Passage provided:

They Did It (Premium)

Two weeks ago today, Microsoft and its PC maker partners launched the first Snapdragon X-based PCs, kicking off a new era for Windows and the PC with the unfortunately named Copilot+ PCs. Opinions are like, well, you know: Everyone has one. But what the conspiracy theorists seem to miss or at least ignore is that something wonderful just happened.

They did it.

They f#$%ing did it.

Yes, the jury is still out on some of the details. Reviewers have only had a limited subset of the available Copilot+ PCs—I really don't like that name—for a short period of time, me less so than some thanks to my ill-timed June travel. As I keep pointing out, as much for my own sake as yours, these things take time. But even the harshest critic can see what's happening. And that thing is overwhelmingly positive.

I came into 2024 determined to figure this out. So determined that I started spending my own money on expensive new computers. Knowing that Qualcomm had identified mid-year as the time for the first Snapdragon X-based PCs, I got a 15-inch MacBook Air M3 and used it so much I started to get nervous. Despite the dozens of Macs I've owned over the past 20+ years, despite it being the third M-series Mac to come into my home, something clicked this time. I got over my user experience issues with macOS and embraced its sometimes weird way of doing things. And I did that because the MacBook Air is special. And because this was clearly Microsoft's and Qualcomm's target.

Record extracts:
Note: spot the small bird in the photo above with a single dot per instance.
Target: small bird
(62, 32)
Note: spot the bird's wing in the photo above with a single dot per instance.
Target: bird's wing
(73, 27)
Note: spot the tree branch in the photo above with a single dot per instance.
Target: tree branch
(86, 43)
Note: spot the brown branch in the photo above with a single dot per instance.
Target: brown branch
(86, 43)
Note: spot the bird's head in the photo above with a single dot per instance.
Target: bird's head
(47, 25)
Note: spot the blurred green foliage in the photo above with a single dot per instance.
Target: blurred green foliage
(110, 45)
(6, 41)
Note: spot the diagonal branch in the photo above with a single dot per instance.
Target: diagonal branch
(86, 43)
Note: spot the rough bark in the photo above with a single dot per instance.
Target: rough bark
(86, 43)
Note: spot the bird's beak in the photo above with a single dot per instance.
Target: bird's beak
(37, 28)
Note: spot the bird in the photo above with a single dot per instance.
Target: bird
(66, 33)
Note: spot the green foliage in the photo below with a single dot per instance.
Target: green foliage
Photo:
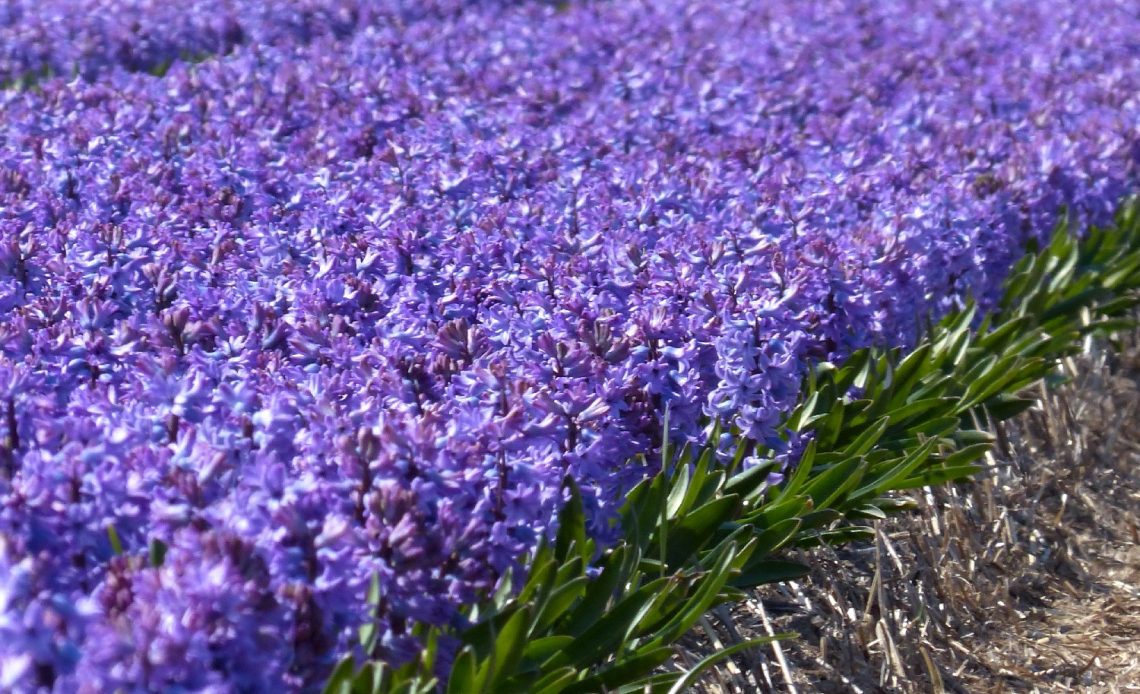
(699, 532)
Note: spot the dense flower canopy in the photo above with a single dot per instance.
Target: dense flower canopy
(348, 294)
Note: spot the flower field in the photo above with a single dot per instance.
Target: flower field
(308, 309)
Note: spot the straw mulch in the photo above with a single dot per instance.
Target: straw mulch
(1026, 580)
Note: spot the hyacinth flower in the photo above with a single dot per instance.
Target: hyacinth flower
(341, 307)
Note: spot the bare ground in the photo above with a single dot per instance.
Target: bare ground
(1026, 580)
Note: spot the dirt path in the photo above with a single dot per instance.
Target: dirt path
(1027, 580)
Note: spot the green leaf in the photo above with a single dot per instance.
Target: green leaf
(692, 532)
(707, 662)
(340, 682)
(770, 571)
(157, 553)
(624, 671)
(116, 543)
(463, 678)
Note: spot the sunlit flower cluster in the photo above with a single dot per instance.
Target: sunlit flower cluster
(347, 296)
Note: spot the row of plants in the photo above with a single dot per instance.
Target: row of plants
(701, 533)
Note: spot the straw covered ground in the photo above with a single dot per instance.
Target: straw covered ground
(1026, 580)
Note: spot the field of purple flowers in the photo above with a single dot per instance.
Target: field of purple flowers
(348, 294)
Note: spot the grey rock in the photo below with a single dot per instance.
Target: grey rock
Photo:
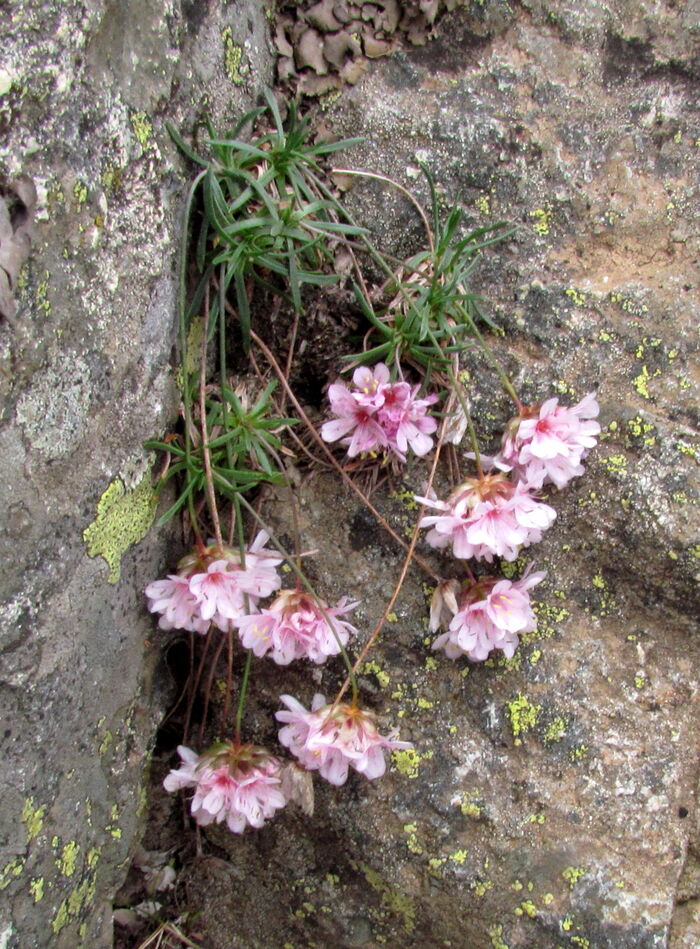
(86, 378)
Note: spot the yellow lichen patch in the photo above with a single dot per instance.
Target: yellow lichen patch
(412, 841)
(616, 464)
(233, 56)
(641, 381)
(36, 888)
(527, 908)
(480, 887)
(123, 519)
(393, 900)
(10, 871)
(577, 296)
(75, 903)
(373, 668)
(542, 218)
(33, 818)
(573, 874)
(407, 498)
(143, 129)
(555, 731)
(522, 715)
(496, 936)
(69, 856)
(408, 761)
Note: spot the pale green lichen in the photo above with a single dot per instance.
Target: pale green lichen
(10, 871)
(542, 220)
(33, 818)
(573, 874)
(233, 56)
(373, 668)
(496, 936)
(555, 731)
(408, 761)
(576, 296)
(36, 888)
(143, 129)
(528, 908)
(66, 863)
(123, 519)
(393, 900)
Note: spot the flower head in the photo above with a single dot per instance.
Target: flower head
(547, 443)
(377, 415)
(487, 517)
(331, 739)
(491, 614)
(295, 626)
(235, 784)
(177, 605)
(211, 587)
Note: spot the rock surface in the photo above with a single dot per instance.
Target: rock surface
(85, 366)
(551, 799)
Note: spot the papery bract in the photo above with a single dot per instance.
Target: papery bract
(211, 587)
(379, 416)
(487, 517)
(548, 442)
(331, 739)
(491, 614)
(178, 606)
(235, 784)
(294, 627)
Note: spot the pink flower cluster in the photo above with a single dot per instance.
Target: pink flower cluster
(379, 416)
(547, 443)
(487, 517)
(331, 739)
(235, 784)
(295, 626)
(489, 614)
(211, 587)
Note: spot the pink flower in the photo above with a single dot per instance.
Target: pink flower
(235, 784)
(547, 443)
(294, 627)
(491, 614)
(379, 416)
(211, 586)
(176, 603)
(487, 517)
(332, 739)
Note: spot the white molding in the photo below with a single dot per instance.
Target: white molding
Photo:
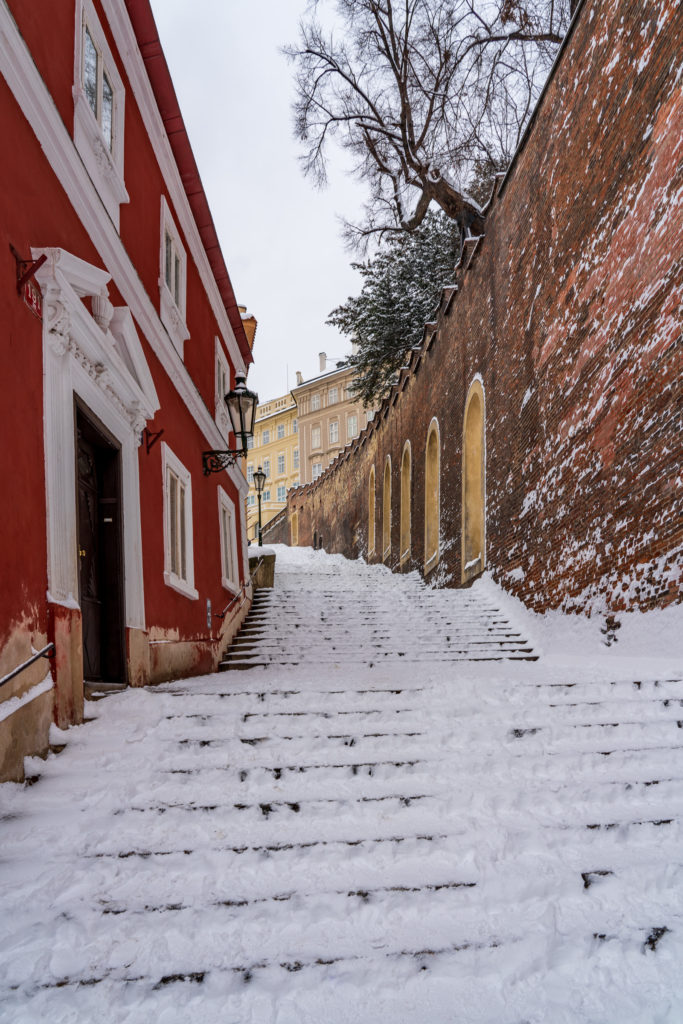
(80, 358)
(105, 168)
(124, 37)
(185, 587)
(37, 104)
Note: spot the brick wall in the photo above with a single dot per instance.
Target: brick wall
(568, 310)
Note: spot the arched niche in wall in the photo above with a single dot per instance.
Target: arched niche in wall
(432, 498)
(406, 486)
(371, 513)
(386, 510)
(473, 551)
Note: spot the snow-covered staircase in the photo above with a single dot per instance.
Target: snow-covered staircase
(355, 834)
(316, 612)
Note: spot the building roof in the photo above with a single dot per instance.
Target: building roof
(146, 34)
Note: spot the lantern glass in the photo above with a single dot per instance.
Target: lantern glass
(242, 409)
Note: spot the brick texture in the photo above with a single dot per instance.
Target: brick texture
(569, 311)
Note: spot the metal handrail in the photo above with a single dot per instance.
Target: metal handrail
(47, 651)
(221, 614)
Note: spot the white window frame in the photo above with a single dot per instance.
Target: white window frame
(228, 546)
(172, 313)
(221, 416)
(104, 165)
(171, 464)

Brief 1: Condense the paragraph of the Copilot+ PC article that begins "I came into 2024 determined" into a short bulleted list that keeps its main facts.
Brief 2: According to the Copilot+ PC article, when did Microsoft and its PC maker partners launch the first Snapdragon X-based PCs?
Brief 3: Transcribe from the Copilot+ PC article the passage starting at "Yes, the jury" and ending at "is overwhelmingly positive.".

Exercise response 1:
- Entered 2024 determined to figure this out, even spending my own money on expensive new computers.
- Knowing Qualcomm had set mid-year for the first Snapdragon X-based PCs, bought a 15-inch MacBook Air M3 and used it enough to get nervous.
- After dozens of Macs over 20+ years, and with this being the third M-series Mac in my home, something finally clicked. I got past my user experience issues with macOS.
- Reasons: the MacBook Air is special, and it was clearly Microsoft's and Qualcomm's target.

Exercise response 2: Two weeks before the day the article was written.

Exercise response 3:
Yes, the jury is still out on some of the details. Reviewers have only had a limited subset of the available Copilot+ PCs—I really don't like that name—for a short period of time, me less so than some thanks to my ill-timed June travel. As I keep pointing out, as much for my own sake as yours, these things take time. But even the harshest critic can see what's happening. And that thing is overwhelmingly positive.